──────── DATA FOR THIS EXERCISE ────────
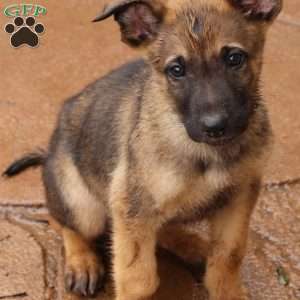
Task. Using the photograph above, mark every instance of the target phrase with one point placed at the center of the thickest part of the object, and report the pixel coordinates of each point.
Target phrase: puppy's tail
(31, 160)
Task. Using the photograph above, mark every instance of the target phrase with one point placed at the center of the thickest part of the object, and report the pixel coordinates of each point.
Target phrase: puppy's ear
(266, 10)
(139, 20)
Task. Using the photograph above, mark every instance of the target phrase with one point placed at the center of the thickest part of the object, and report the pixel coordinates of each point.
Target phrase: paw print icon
(24, 32)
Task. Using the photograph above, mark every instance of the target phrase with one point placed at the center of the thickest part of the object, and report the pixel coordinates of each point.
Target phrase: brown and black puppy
(179, 136)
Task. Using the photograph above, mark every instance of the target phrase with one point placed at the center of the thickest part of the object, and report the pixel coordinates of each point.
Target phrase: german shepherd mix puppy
(179, 136)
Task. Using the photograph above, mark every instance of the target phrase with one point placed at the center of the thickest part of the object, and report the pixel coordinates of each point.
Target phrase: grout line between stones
(19, 295)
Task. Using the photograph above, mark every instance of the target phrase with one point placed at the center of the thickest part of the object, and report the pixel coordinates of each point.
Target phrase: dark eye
(176, 69)
(235, 58)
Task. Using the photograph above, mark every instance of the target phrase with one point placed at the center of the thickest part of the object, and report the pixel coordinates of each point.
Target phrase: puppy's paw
(83, 274)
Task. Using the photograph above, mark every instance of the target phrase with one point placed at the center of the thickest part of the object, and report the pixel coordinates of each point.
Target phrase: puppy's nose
(214, 125)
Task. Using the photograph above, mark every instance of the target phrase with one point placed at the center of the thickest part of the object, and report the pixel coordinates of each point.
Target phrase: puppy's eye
(176, 69)
(235, 58)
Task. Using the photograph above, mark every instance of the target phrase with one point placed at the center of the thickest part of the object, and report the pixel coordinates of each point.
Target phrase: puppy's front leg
(135, 267)
(229, 239)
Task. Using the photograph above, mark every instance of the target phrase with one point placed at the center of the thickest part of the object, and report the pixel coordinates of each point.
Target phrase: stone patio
(73, 53)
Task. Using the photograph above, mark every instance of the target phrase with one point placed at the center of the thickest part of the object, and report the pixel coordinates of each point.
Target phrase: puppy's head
(206, 56)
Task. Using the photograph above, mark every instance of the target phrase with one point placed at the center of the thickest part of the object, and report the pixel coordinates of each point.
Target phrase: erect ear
(266, 10)
(139, 20)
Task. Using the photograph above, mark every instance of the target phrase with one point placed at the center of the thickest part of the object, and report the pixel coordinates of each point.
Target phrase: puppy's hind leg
(83, 219)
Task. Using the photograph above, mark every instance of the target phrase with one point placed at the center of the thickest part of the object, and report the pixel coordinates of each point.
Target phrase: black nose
(214, 125)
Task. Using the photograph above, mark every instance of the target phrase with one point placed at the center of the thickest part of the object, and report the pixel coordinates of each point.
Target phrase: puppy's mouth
(221, 141)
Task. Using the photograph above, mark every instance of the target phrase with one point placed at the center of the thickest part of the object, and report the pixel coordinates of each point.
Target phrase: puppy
(181, 135)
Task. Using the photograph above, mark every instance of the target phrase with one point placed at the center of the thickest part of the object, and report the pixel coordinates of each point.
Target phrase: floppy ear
(266, 10)
(139, 20)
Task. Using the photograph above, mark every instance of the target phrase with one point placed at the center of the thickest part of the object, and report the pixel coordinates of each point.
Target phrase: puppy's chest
(180, 192)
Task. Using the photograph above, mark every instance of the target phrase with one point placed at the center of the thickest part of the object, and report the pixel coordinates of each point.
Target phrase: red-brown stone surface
(74, 52)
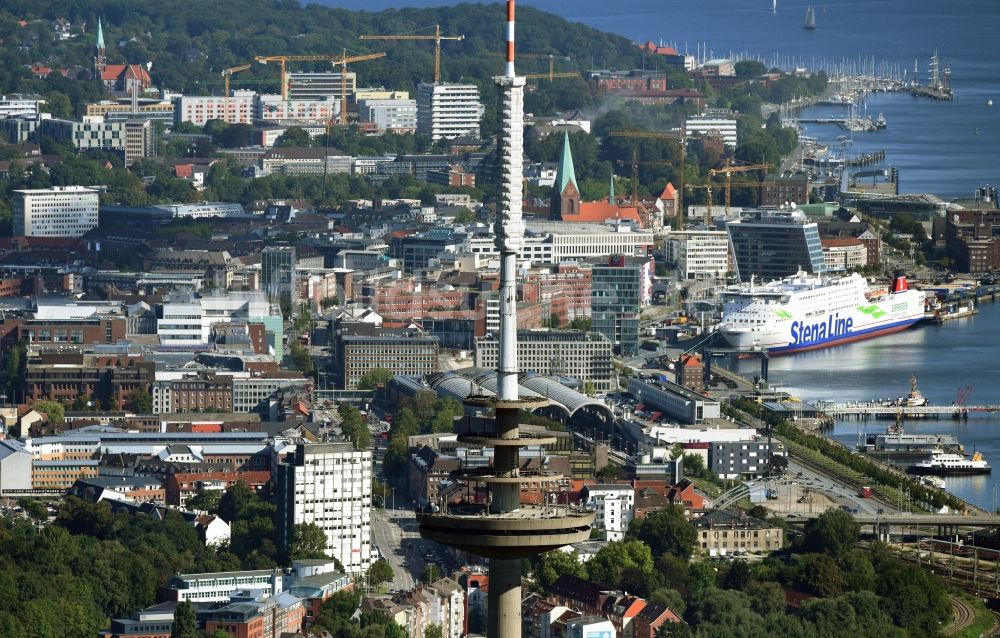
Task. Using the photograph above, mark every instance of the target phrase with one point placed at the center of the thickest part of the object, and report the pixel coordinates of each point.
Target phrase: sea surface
(947, 148)
(946, 359)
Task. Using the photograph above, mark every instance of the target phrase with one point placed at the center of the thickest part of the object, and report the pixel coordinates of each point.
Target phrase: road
(396, 534)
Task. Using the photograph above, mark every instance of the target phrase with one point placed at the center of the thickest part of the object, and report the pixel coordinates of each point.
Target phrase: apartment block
(60, 211)
(329, 484)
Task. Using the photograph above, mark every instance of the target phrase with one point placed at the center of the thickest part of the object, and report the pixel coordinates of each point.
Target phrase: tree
(833, 532)
(374, 378)
(665, 532)
(608, 565)
(54, 410)
(185, 624)
(140, 401)
(552, 565)
(380, 572)
(308, 541)
(820, 575)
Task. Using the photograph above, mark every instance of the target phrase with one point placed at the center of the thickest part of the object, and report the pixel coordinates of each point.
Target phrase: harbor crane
(728, 171)
(654, 135)
(342, 60)
(437, 37)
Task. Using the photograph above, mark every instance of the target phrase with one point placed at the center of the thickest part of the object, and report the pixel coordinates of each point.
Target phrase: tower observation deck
(500, 527)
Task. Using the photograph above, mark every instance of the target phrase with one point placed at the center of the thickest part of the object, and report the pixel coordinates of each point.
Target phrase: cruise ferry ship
(941, 462)
(808, 312)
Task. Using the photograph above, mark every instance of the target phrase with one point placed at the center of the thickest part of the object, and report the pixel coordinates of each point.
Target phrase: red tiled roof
(602, 211)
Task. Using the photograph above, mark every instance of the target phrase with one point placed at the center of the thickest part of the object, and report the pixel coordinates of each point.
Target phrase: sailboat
(810, 18)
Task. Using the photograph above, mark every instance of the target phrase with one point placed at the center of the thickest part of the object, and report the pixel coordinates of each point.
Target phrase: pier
(875, 410)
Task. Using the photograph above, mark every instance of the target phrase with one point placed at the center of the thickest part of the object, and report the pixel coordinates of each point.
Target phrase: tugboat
(914, 399)
(942, 462)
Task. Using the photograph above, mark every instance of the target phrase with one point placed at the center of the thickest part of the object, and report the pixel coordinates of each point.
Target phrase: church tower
(101, 59)
(565, 193)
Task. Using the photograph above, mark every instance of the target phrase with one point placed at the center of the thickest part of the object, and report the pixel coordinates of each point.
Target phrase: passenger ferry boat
(808, 312)
(942, 462)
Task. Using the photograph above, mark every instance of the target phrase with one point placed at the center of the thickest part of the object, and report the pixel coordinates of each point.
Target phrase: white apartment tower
(60, 211)
(448, 110)
(329, 485)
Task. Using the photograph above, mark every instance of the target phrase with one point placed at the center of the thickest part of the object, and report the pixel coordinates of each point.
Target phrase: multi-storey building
(771, 244)
(698, 254)
(319, 86)
(92, 132)
(846, 254)
(722, 532)
(273, 108)
(277, 267)
(199, 109)
(582, 355)
(140, 140)
(60, 211)
(971, 240)
(561, 242)
(399, 116)
(446, 111)
(187, 320)
(619, 290)
(122, 111)
(201, 392)
(20, 105)
(740, 459)
(614, 504)
(779, 190)
(721, 122)
(67, 373)
(360, 347)
(329, 485)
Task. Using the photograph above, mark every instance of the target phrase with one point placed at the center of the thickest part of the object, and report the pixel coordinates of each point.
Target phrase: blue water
(944, 148)
(957, 355)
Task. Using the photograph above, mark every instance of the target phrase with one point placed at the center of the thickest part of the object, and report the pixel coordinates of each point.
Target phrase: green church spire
(565, 173)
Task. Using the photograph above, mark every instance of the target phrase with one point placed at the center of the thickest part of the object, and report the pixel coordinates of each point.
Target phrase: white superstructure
(807, 312)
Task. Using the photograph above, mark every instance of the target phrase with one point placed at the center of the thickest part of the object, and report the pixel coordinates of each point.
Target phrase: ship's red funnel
(900, 285)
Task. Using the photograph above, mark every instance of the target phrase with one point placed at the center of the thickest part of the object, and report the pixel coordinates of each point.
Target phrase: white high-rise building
(389, 115)
(448, 110)
(702, 255)
(720, 123)
(329, 485)
(60, 211)
(198, 109)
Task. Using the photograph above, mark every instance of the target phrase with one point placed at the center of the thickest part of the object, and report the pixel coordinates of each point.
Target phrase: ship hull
(949, 471)
(776, 346)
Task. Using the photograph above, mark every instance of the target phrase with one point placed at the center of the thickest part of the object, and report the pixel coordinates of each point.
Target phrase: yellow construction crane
(228, 73)
(728, 171)
(437, 37)
(655, 135)
(342, 60)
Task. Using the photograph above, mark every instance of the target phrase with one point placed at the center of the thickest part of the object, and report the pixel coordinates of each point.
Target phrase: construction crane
(728, 171)
(437, 37)
(342, 60)
(655, 135)
(228, 73)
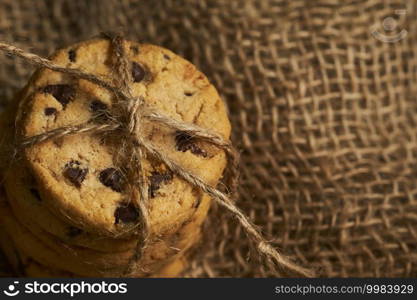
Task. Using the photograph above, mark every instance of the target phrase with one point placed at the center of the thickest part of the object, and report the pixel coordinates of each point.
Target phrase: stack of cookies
(64, 205)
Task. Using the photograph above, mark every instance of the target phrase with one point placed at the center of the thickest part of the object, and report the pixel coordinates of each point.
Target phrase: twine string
(137, 147)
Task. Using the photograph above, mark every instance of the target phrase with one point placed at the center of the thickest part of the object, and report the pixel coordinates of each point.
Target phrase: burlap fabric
(323, 111)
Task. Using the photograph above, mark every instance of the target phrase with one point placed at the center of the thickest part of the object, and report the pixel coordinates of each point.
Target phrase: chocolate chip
(197, 203)
(156, 180)
(112, 178)
(186, 142)
(72, 55)
(74, 231)
(63, 93)
(138, 73)
(35, 193)
(135, 50)
(126, 213)
(75, 173)
(50, 111)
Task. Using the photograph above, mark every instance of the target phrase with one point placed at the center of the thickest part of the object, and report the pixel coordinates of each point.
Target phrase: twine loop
(127, 116)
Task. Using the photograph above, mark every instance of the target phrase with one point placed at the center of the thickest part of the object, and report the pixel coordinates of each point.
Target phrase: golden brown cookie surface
(77, 175)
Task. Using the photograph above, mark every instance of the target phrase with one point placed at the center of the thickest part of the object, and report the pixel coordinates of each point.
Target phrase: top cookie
(77, 175)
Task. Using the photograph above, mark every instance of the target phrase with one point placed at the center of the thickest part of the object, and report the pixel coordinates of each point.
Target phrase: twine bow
(129, 120)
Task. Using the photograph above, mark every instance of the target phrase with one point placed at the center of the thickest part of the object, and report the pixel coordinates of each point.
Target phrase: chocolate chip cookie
(77, 174)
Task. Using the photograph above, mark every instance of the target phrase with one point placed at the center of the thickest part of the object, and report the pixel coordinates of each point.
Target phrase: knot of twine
(131, 111)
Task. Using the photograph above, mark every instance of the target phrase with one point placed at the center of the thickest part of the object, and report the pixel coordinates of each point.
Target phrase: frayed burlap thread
(128, 123)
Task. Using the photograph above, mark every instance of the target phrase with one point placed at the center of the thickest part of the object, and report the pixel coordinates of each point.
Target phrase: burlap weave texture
(323, 112)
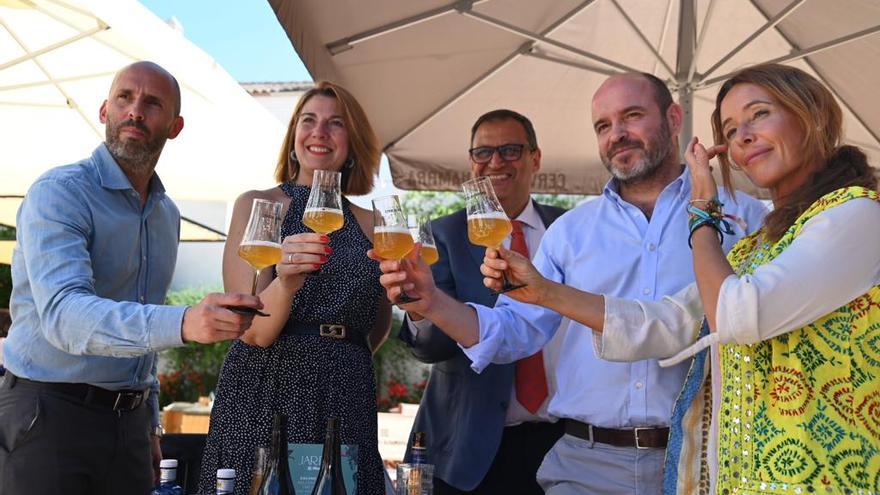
────────
WORK TASK:
Omit all pictures, and repeat exactly the lines from the line containing "Target phrase: frayed burlap thread" through the end of the data.

YOUR SOLUTION:
Target phrase: frayed burlap thread
(128, 123)
Task. Using the photograph above, mark every instance of the target phrase with one point placed at the center of the thickest part of the object, and report the pixel coordinates of each point.
Target phrase: burlap weave texture
(323, 112)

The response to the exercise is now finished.